[Labeled-object pointing entries]
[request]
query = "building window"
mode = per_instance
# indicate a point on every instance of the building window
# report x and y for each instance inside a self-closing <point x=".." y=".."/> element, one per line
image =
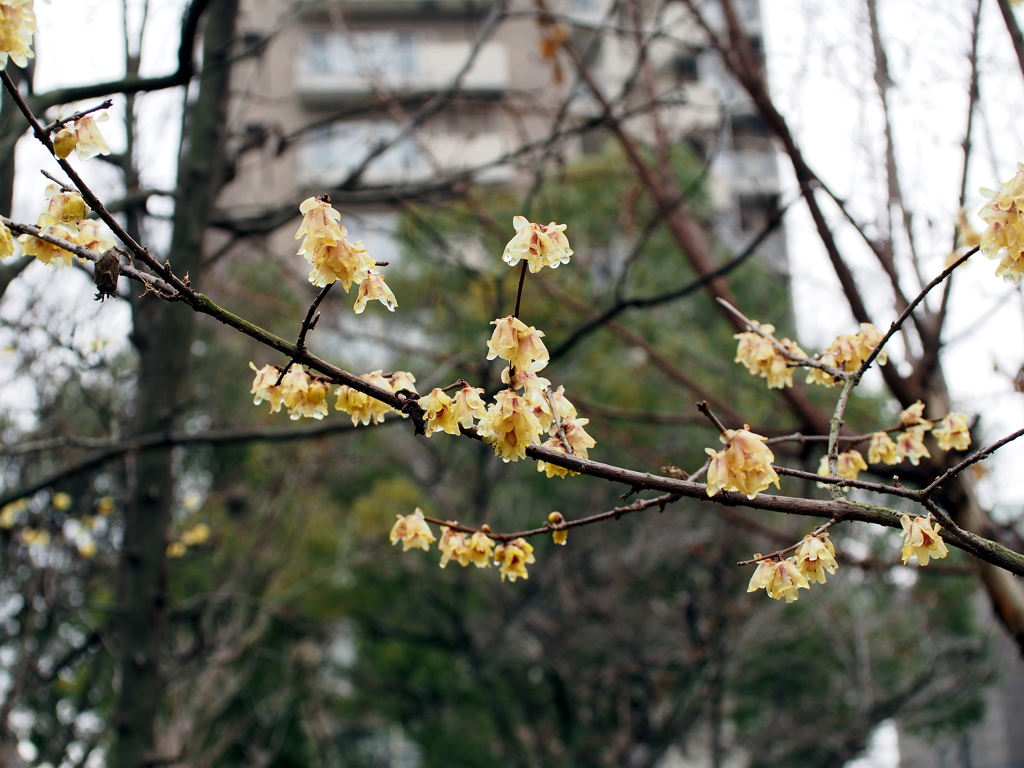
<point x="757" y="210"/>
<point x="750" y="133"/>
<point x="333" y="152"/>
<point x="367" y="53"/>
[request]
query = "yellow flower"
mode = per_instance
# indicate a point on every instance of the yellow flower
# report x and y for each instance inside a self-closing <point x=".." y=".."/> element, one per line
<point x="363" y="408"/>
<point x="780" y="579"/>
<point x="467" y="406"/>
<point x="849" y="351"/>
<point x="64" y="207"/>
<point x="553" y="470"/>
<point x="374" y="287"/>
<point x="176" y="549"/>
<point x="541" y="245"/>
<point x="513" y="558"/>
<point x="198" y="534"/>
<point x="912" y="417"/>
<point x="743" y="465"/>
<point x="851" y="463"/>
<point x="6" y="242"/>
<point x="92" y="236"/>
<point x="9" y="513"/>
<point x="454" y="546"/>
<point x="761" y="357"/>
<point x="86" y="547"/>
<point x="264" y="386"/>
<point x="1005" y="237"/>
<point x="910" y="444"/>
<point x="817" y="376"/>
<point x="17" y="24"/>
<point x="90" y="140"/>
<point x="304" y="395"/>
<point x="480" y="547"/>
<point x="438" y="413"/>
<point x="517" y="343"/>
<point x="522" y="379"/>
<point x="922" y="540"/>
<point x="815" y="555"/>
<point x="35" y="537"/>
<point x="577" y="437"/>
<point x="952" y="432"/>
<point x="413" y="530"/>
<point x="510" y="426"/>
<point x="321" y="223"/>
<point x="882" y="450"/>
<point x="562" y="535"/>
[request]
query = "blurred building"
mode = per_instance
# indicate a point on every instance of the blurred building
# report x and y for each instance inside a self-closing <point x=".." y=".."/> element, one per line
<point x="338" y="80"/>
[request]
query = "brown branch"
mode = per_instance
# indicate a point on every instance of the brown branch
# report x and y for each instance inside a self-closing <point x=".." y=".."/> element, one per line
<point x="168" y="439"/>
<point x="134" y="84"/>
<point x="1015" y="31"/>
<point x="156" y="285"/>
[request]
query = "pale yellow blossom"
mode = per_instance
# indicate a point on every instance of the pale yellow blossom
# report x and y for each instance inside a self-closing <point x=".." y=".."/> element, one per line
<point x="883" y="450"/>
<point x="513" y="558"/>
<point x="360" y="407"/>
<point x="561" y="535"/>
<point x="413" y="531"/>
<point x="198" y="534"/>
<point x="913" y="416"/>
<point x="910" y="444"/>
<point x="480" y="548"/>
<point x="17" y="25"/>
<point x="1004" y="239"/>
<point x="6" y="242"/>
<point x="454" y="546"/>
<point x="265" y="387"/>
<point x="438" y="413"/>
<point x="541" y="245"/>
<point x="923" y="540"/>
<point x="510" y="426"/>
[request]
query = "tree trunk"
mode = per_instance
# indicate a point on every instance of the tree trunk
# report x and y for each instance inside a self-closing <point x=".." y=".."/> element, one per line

__EXERCISE DIRECTIONS__. Every line above should be returned word for word, with the pictures left behind.

__REPLY__.
[request]
query = "building window"
mode = per_instance
# indicate a point on every instance of the building window
# report x and y for each instance inside a self-closing <point x=".." y=".."/> element, one per line
image =
<point x="757" y="210"/>
<point x="750" y="133"/>
<point x="333" y="152"/>
<point x="367" y="53"/>
[request]
query = "yellow flower"
mode = per_instance
# indicate a point on every instance of the yellow flower
# report x and y for each instance inside a self-closing <point x=".." y=".."/> element, one per line
<point x="363" y="408"/>
<point x="780" y="579"/>
<point x="467" y="406"/>
<point x="849" y="351"/>
<point x="64" y="207"/>
<point x="553" y="470"/>
<point x="374" y="287"/>
<point x="176" y="549"/>
<point x="541" y="245"/>
<point x="513" y="558"/>
<point x="198" y="534"/>
<point x="912" y="417"/>
<point x="743" y="465"/>
<point x="851" y="463"/>
<point x="6" y="242"/>
<point x="92" y="236"/>
<point x="9" y="513"/>
<point x="454" y="546"/>
<point x="761" y="357"/>
<point x="86" y="547"/>
<point x="264" y="386"/>
<point x="1005" y="237"/>
<point x="910" y="444"/>
<point x="817" y="376"/>
<point x="17" y="24"/>
<point x="90" y="140"/>
<point x="304" y="395"/>
<point x="480" y="547"/>
<point x="438" y="413"/>
<point x="517" y="343"/>
<point x="522" y="379"/>
<point x="922" y="540"/>
<point x="815" y="555"/>
<point x="35" y="537"/>
<point x="577" y="437"/>
<point x="952" y="432"/>
<point x="413" y="530"/>
<point x="510" y="426"/>
<point x="321" y="223"/>
<point x="882" y="450"/>
<point x="562" y="535"/>
[request]
query = "blurred building"
mode = per_instance
# indicate a point on every instance of the blurred building
# report x and y for each instance inside a self-closing <point x=".." y=".."/> element, one per line
<point x="338" y="80"/>
[request]
query = "brown branch"
mode = per_instance
# indicate a point on every instance of the brown branch
# report x and y for each instance inside a self-closing <point x=".." y=".."/> element, one per line
<point x="168" y="439"/>
<point x="134" y="84"/>
<point x="1015" y="31"/>
<point x="156" y="285"/>
[request]
query = "pale yellow blossom"
mode = per_instance
# indicate a point on every instance of the pale yellow blossom
# report x and y for each instance inside a self-closing <point x=".." y=".."/> element, one per line
<point x="883" y="450"/>
<point x="513" y="558"/>
<point x="360" y="407"/>
<point x="561" y="535"/>
<point x="413" y="531"/>
<point x="198" y="534"/>
<point x="913" y="416"/>
<point x="910" y="444"/>
<point x="480" y="548"/>
<point x="17" y="25"/>
<point x="1004" y="239"/>
<point x="6" y="242"/>
<point x="454" y="546"/>
<point x="265" y="387"/>
<point x="438" y="413"/>
<point x="541" y="245"/>
<point x="923" y="540"/>
<point x="510" y="426"/>
[request]
query = "tree trunk"
mode = per_instance
# indicate a point on every instance of the tree trunk
# report x and y for each instance inside a self-closing <point x=".." y=".."/> element, one per line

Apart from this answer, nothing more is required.